=== Problem requirements ===
Copy each line of the following data that contains "hillside".
** Opening Dataset entries block **
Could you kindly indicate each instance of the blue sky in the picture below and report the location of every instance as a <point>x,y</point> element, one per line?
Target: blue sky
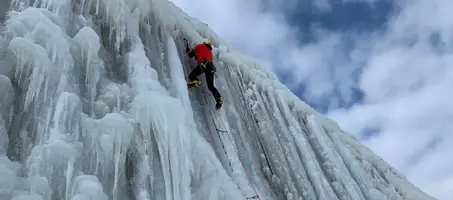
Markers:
<point>383,69</point>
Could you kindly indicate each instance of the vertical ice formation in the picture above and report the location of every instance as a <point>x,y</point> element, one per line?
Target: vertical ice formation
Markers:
<point>95,106</point>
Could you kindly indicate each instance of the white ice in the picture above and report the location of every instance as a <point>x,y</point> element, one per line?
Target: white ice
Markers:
<point>95,106</point>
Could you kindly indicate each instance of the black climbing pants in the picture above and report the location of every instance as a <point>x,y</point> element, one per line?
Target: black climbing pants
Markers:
<point>209,71</point>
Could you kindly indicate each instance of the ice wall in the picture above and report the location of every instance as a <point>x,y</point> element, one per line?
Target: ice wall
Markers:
<point>95,106</point>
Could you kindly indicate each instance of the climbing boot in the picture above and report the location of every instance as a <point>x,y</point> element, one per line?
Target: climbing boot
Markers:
<point>194,83</point>
<point>219,103</point>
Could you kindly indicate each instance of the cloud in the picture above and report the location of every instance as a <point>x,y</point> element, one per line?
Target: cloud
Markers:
<point>403,72</point>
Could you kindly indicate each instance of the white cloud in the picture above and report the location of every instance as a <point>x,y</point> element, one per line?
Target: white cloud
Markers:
<point>406,76</point>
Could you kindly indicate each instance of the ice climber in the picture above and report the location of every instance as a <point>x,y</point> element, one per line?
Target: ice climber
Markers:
<point>203,55</point>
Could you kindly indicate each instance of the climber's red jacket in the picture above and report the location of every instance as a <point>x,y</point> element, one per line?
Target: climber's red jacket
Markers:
<point>201,52</point>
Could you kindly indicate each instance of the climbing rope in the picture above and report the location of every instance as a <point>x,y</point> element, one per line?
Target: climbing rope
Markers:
<point>256,196</point>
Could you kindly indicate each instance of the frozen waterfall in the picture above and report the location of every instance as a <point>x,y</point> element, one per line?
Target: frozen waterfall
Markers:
<point>95,106</point>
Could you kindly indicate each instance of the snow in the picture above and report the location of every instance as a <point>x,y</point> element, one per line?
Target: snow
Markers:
<point>95,106</point>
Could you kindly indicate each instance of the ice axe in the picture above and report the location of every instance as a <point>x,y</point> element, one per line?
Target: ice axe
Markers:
<point>186,43</point>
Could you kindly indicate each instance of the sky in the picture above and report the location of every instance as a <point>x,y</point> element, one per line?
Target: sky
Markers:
<point>383,69</point>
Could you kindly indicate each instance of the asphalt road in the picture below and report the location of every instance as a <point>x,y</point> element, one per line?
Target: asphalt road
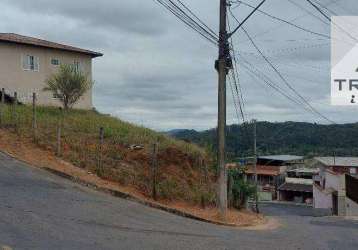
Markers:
<point>42,211</point>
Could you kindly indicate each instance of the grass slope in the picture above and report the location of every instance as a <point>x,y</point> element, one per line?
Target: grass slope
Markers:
<point>181,176</point>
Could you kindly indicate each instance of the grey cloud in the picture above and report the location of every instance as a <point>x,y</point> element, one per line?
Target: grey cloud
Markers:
<point>134,16</point>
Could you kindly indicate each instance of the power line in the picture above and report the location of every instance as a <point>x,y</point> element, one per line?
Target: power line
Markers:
<point>285,21</point>
<point>235,77</point>
<point>284,80</point>
<point>197,18</point>
<point>189,20</point>
<point>329,19</point>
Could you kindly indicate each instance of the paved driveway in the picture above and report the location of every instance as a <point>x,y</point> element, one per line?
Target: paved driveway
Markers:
<point>41,211</point>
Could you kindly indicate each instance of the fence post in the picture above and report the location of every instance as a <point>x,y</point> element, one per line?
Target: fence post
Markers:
<point>34,120</point>
<point>154,170</point>
<point>202,182</point>
<point>59,123</point>
<point>2,106</point>
<point>230,193</point>
<point>100,151</point>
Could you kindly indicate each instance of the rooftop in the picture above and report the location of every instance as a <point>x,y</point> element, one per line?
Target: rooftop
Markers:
<point>26,40</point>
<point>338,161</point>
<point>264,170</point>
<point>281,157</point>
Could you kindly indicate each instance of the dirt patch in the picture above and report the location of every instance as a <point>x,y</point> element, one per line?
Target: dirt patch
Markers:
<point>27,151</point>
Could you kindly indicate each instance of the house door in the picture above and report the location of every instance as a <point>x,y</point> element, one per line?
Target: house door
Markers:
<point>334,204</point>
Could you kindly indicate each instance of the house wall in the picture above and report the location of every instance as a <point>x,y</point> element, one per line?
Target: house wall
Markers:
<point>351,208</point>
<point>14,78</point>
<point>321,199</point>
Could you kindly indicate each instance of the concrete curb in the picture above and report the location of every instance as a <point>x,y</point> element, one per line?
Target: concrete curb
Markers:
<point>128,196</point>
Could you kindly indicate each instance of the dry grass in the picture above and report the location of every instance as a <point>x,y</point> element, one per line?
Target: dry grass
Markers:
<point>180,176</point>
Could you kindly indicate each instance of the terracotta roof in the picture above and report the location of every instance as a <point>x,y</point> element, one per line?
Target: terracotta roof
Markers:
<point>338,161</point>
<point>296,187</point>
<point>264,170</point>
<point>19,39</point>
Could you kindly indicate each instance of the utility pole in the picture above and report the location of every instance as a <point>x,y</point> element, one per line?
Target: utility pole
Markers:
<point>255,168</point>
<point>221,66</point>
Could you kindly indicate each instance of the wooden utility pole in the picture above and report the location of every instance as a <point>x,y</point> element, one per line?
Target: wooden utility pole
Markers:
<point>34,120</point>
<point>2,106</point>
<point>155,170</point>
<point>221,65</point>
<point>255,168</point>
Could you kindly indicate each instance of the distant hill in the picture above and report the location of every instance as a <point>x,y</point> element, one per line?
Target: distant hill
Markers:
<point>282,138</point>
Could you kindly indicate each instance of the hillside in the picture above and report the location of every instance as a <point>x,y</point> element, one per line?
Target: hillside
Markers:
<point>282,138</point>
<point>127,151</point>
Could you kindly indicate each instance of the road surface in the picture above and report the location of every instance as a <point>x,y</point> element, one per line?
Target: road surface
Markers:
<point>42,211</point>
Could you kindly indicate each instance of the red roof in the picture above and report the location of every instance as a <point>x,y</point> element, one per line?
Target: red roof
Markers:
<point>19,39</point>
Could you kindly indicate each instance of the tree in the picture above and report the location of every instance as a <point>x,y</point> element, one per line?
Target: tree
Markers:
<point>68,85</point>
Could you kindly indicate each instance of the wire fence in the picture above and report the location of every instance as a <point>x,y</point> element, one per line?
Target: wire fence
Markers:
<point>141,158</point>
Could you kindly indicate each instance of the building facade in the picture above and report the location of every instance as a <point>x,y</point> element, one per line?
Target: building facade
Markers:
<point>26,63</point>
<point>330,191</point>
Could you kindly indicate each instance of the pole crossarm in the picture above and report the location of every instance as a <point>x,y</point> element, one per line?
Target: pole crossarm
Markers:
<point>252,12</point>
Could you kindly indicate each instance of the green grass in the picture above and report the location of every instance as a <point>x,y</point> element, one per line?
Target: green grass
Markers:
<point>179,174</point>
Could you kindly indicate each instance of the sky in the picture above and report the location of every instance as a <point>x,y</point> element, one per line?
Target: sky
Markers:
<point>158,73</point>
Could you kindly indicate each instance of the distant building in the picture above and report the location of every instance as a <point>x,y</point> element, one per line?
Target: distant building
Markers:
<point>26,63</point>
<point>298,186</point>
<point>281,160</point>
<point>333,191</point>
<point>271,172</point>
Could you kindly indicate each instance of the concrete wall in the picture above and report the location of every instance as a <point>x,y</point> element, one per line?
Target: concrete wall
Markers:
<point>351,208</point>
<point>14,78</point>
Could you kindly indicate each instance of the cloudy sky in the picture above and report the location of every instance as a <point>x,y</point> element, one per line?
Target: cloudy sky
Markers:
<point>158,73</point>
** Closing Dataset entries block **
=== Written answer ===
Could you kindly indicate each instance of the hillside in the picture above and report the location of every instance as a <point>x,y</point> element, one per line?
Target: hillside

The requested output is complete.